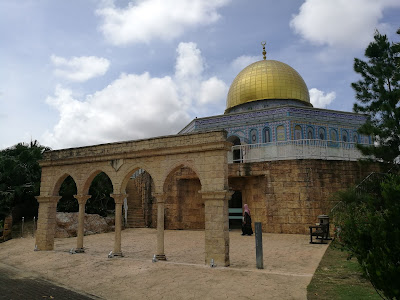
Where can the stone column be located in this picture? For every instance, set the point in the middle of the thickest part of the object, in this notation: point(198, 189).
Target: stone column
point(160, 255)
point(81, 221)
point(119, 200)
point(217, 227)
point(46, 225)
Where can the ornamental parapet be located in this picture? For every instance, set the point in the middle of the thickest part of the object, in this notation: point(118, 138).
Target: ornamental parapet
point(294, 149)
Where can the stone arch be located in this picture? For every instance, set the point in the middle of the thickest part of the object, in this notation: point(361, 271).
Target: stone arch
point(84, 189)
point(130, 172)
point(139, 186)
point(184, 205)
point(59, 181)
point(176, 166)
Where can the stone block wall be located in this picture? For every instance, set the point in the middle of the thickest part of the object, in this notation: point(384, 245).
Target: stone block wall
point(184, 206)
point(287, 196)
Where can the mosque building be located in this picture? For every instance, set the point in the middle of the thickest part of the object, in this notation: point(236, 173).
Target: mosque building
point(271, 149)
point(287, 160)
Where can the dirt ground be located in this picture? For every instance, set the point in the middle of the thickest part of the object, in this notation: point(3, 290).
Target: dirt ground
point(289, 264)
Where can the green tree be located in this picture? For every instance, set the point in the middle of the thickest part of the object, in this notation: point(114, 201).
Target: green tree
point(20, 178)
point(378, 95)
point(369, 224)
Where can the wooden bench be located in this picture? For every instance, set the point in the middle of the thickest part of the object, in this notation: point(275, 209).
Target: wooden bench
point(320, 232)
point(5, 234)
point(235, 213)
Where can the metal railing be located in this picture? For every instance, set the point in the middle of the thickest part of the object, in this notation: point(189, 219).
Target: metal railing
point(294, 149)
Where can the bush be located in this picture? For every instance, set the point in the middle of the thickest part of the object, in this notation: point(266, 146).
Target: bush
point(369, 224)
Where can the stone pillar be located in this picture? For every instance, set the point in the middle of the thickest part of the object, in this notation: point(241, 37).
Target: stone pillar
point(81, 221)
point(216, 227)
point(46, 225)
point(119, 200)
point(160, 255)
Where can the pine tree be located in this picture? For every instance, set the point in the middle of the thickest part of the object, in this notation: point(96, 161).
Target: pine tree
point(378, 96)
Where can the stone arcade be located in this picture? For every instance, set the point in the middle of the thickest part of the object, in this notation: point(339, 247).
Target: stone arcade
point(271, 149)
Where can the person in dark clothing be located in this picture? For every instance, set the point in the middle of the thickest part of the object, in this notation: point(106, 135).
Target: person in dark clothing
point(246, 223)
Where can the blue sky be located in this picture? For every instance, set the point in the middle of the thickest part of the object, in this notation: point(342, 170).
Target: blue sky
point(83, 72)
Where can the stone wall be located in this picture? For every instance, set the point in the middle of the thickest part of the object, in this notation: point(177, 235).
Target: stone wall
point(287, 196)
point(184, 206)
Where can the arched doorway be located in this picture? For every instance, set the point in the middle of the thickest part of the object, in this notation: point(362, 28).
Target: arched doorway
point(67, 202)
point(184, 206)
point(140, 209)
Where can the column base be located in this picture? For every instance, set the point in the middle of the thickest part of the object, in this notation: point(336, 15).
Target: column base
point(161, 257)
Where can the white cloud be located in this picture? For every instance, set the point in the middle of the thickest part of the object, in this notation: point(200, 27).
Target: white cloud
point(319, 99)
point(211, 90)
point(243, 61)
point(146, 20)
point(340, 23)
point(80, 68)
point(136, 106)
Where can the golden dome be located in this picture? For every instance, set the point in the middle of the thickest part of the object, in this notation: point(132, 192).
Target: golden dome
point(267, 79)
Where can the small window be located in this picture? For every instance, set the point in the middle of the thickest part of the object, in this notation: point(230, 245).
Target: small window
point(267, 135)
point(321, 133)
point(345, 137)
point(297, 132)
point(355, 138)
point(333, 135)
point(253, 136)
point(310, 133)
point(280, 133)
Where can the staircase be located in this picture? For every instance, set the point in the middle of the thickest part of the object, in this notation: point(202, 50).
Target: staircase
point(136, 217)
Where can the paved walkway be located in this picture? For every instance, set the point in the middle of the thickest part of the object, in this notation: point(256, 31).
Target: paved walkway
point(16, 285)
point(289, 264)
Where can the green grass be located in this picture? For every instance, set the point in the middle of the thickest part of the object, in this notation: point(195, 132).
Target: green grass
point(337, 278)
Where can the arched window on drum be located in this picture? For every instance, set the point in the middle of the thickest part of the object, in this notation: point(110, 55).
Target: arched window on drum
point(253, 136)
point(321, 133)
point(355, 138)
point(298, 135)
point(280, 133)
point(345, 136)
point(267, 135)
point(310, 133)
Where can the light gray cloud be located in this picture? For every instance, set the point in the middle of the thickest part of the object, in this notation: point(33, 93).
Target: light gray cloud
point(146, 20)
point(319, 99)
point(80, 68)
point(340, 23)
point(136, 106)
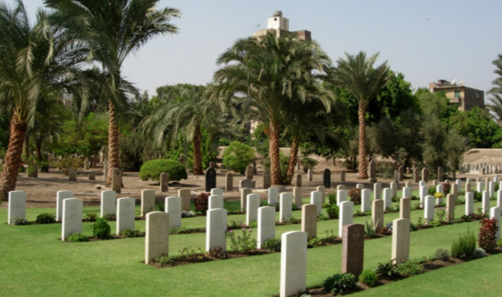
————————
#### [課題の目的]
「Where can the staircase」を含む行で始まり「point(136, 217)」を含む行で終わる部分を、両端の行も含めてすべてもう一度書き出しなさい。その際、答えとして示された座標の数値だけを0.9倍し、小数点以下を四捨五入して整数にし、それ以外の数値は元のまま残しなさい。

#### [本問の解答]
Where can the staircase be located in this picture? For every instance, set the point in the middle of the thickest part of the object, in this notation: point(202, 50).
Target: staircase
point(122, 195)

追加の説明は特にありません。